# WHAT YOU NEED TO DO:
A) Decide whether each statement agrees with the Leo Marchutz excerpt on the value of art. Answer yes or no for each, quoting the exact words from the excerpt that settle it.
(i) Marchutz says several answers to the question are possible.
(ii) Marchutz compares talking with people who ask the question to talking with a blind man about color.
(iii) Sam Bjorklund asks Marchutz what the question is.
B) Write the next part of the Leo Marchutz interview excerpt on the value of art, starting after its last line.

# DOCUMENT EXTRACT:
## START
The Marchutz Tapes — Reflections on Art
Man I Can Hear It
In this excerpt, Leo Marchutz speaks to a question that seems particularly relevant in our present world — what’s the purpose and value of art-making in the face of dire social, political and environmental crisis. Marchutz speaks to the difficulty of justifying art in a theoretical way, and points to the simple experience of being ‘touched’ by a particular work, and the almost ineffable knowing that results.
Leo Marchutz (L.M.): The question you have been asking: I think there is only one answer possible. That somebody asking such a question is somebody who has never been touched by a work of art, and you cannot talk with these people, because you cannot talk with a blind man about color. And that is about the situation. One cannot even argue with them because one is at a different… one speaks a different language.
Sam Bjorklund (S.B.): So what is the question, Leo?
## END
# DATA SECTION:
## START
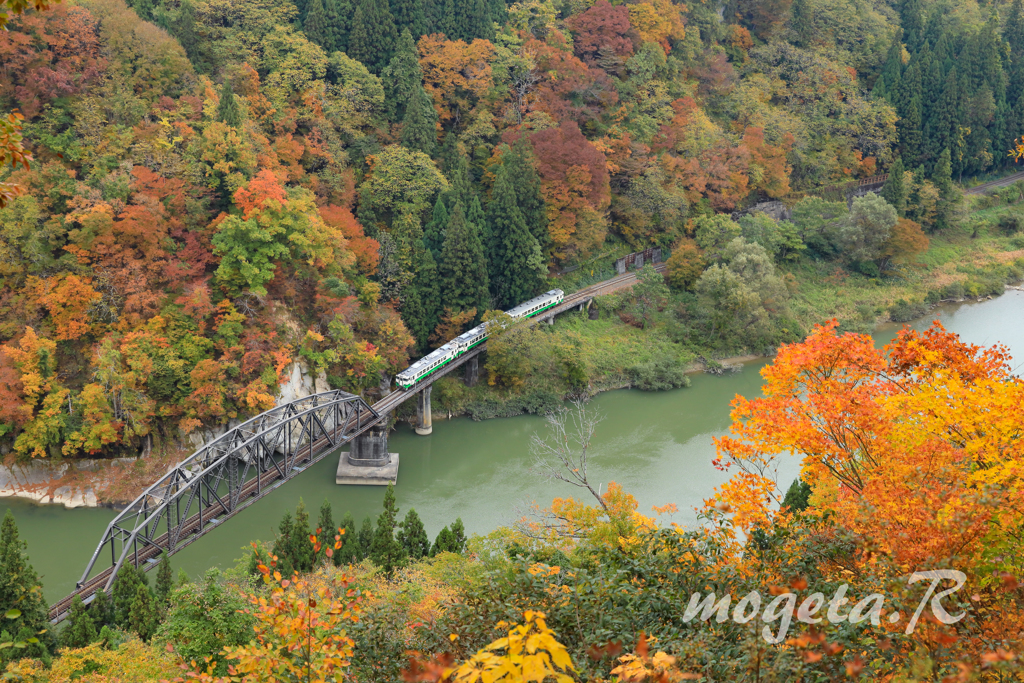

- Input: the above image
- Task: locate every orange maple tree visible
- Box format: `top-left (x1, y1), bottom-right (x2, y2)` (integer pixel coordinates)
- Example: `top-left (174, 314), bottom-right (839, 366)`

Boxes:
top-left (708, 322), bottom-right (1024, 574)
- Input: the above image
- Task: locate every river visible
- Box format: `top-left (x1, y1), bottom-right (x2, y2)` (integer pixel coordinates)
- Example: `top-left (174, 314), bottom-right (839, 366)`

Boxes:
top-left (9, 291), bottom-right (1024, 602)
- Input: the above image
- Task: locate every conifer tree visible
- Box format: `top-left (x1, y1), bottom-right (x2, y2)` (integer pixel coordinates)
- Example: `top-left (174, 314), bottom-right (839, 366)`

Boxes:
top-left (932, 147), bottom-right (959, 230)
top-left (398, 508), bottom-right (430, 560)
top-left (112, 564), bottom-right (150, 629)
top-left (399, 86), bottom-right (437, 157)
top-left (170, 0), bottom-right (206, 69)
top-left (283, 498), bottom-right (316, 575)
top-left (430, 526), bottom-right (457, 557)
top-left (270, 512), bottom-right (296, 577)
top-left (156, 553), bottom-right (174, 610)
top-left (872, 31), bottom-right (903, 103)
top-left (401, 242), bottom-right (444, 350)
top-left (439, 202), bottom-right (489, 311)
top-left (370, 484), bottom-right (406, 575)
top-left (324, 0), bottom-right (355, 52)
top-left (441, 131), bottom-right (463, 179)
top-left (348, 0), bottom-right (398, 74)
top-left (358, 516), bottom-right (374, 562)
top-left (128, 584), bottom-right (159, 641)
top-left (0, 510), bottom-right (49, 643)
top-left (89, 589), bottom-right (114, 629)
top-left (790, 0), bottom-right (814, 48)
top-left (391, 0), bottom-right (427, 38)
top-left (60, 595), bottom-right (97, 647)
top-left (452, 517), bottom-right (467, 553)
top-left (423, 197), bottom-right (449, 264)
top-left (217, 79), bottom-right (242, 128)
top-left (882, 158), bottom-right (906, 217)
top-left (502, 137), bottom-right (551, 250)
top-left (381, 29), bottom-right (421, 122)
top-left (487, 164), bottom-right (543, 308)
top-left (332, 512), bottom-right (359, 566)
top-left (423, 0), bottom-right (446, 34)
top-left (302, 0), bottom-right (335, 54)
top-left (314, 499), bottom-right (335, 566)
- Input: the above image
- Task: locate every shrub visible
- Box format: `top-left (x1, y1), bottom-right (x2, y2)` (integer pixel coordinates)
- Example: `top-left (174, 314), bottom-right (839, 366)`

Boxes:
top-left (889, 299), bottom-right (928, 323)
top-left (627, 354), bottom-right (690, 391)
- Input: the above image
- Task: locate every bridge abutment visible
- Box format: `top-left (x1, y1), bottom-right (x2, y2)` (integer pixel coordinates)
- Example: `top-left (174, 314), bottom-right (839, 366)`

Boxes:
top-left (416, 385), bottom-right (432, 436)
top-left (465, 355), bottom-right (480, 386)
top-left (335, 422), bottom-right (398, 486)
## END
# PER-TASK ANSWERS:
A)
(i) No: "I think there is only one answer possible."
(ii) Yes: "you cannot talk with a blind man about color."
(iii) Yes: "Sam Bjorklund (S.B.): So what is the question, Leo?"

B)
L.M.: Why an art school today, where so much more important things have to be done in this world? It is a question many people today ask themselves and ask others. And I believe a person who asks that isn’t touched by any work of art, otherwise he couldn’t ask that.
Billy Weyman (B.W.): But, Leo, what if you were talking with someone who admitted that he had never been touched by a work of art or that he didn’t understand the nature of art – but was genuinely interested in trying to understand, why it was important and even believed that maybe it was a good answer but he just didn’t know what the answer was?
L.M.: Well, one can say that it is one of the most important things in human life and if one doesn’t understand it, one cannot make to understand it… one cannot… one cannot. You cannot theoretically say why it is important.
B.W.: Because, I think, there are people, maybe even in our very school, who sometimes ask themselves the question when they are painting, if maybe they ought not to be doing something they consider to be more useful to mankind and they immediately start thinking… .
L.M.: If they think they can do something more useful for humans, maybe… it may be more useful if they do something else. But then it can only be people, who have not the vocation of an artist, otherwise they couldn’t ask the question, seems to me.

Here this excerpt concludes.